• [Material shown]
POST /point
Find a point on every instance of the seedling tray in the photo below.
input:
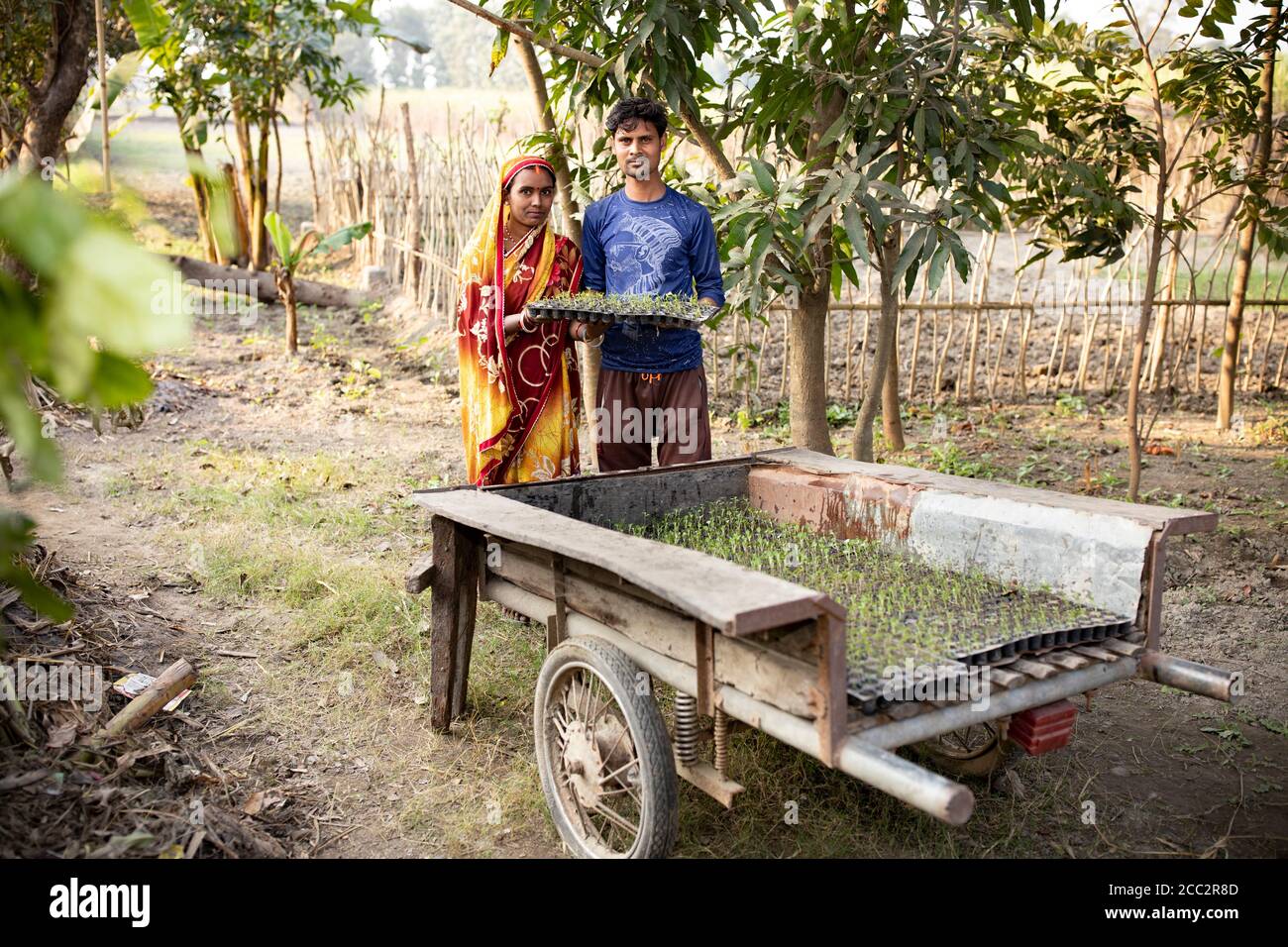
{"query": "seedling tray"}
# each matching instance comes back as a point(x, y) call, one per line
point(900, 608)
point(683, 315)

* * *

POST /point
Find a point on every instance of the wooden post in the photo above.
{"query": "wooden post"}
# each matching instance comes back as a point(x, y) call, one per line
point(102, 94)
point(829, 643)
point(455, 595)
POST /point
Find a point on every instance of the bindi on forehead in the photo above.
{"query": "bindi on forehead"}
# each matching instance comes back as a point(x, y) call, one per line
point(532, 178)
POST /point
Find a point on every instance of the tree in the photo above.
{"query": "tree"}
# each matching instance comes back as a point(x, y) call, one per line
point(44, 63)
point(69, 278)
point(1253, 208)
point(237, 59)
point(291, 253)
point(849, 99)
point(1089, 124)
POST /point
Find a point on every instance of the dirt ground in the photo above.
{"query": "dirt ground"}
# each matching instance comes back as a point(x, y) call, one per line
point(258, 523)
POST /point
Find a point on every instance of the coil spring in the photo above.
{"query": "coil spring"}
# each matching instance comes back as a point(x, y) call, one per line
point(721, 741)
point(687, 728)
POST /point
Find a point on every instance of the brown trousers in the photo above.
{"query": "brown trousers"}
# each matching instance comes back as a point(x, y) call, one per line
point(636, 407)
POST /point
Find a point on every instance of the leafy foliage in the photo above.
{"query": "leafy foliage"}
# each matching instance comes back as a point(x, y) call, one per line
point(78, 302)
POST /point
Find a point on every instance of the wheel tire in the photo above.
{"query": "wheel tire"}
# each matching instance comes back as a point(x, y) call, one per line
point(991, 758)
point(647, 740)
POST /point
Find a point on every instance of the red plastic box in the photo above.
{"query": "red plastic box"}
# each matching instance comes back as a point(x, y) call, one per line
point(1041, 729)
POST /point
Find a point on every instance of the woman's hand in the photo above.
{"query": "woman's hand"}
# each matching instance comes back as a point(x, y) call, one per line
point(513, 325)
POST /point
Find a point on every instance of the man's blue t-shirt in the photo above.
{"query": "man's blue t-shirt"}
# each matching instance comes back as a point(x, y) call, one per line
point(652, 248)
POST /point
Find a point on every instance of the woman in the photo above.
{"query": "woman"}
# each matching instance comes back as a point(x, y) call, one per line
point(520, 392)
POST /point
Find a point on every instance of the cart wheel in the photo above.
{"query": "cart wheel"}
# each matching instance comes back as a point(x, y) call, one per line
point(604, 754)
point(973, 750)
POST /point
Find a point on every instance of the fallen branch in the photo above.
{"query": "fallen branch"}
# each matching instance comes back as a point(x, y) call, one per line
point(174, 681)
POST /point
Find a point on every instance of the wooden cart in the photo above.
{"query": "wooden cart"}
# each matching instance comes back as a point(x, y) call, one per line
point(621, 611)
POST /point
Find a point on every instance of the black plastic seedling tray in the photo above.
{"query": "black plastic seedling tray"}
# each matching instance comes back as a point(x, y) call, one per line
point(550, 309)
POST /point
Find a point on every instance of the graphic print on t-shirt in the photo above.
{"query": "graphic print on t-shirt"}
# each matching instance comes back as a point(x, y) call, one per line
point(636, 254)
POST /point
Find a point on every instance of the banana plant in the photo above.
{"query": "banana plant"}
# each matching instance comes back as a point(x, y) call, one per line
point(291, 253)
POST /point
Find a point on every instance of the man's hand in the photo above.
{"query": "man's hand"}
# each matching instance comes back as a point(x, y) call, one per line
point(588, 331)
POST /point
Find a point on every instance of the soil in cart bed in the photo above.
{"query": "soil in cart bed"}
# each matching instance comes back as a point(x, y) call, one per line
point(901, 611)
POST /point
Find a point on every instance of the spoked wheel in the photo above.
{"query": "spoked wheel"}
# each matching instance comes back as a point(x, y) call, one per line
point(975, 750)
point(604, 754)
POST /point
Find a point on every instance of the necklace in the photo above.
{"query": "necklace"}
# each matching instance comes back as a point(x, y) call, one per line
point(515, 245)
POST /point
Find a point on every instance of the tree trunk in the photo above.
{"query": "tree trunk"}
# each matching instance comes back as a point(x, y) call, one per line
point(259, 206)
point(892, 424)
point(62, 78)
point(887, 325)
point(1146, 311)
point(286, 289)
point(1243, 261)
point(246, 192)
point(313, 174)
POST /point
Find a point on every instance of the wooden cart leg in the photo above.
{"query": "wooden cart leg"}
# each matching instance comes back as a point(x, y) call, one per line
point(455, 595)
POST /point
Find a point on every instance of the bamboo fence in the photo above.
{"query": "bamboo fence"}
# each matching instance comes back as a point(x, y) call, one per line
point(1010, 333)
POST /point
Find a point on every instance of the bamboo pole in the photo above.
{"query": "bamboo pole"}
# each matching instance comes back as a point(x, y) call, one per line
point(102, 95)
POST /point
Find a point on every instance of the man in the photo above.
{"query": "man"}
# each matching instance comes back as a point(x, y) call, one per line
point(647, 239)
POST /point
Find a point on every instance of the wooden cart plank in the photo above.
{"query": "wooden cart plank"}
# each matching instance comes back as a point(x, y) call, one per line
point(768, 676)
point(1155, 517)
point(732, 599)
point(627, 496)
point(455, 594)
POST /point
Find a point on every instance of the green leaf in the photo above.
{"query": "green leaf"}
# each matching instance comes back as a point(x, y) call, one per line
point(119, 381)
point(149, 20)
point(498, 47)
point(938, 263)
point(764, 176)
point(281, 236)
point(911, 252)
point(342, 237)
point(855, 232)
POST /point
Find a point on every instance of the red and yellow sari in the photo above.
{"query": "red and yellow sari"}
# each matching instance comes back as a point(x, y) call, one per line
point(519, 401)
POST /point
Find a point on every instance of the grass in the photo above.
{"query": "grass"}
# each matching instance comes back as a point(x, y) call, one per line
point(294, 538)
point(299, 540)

• [Your instructions] How many lines in the records above contain the string "forehead", matching case exactly? Give only the number.

• [Answer to this exercise] 2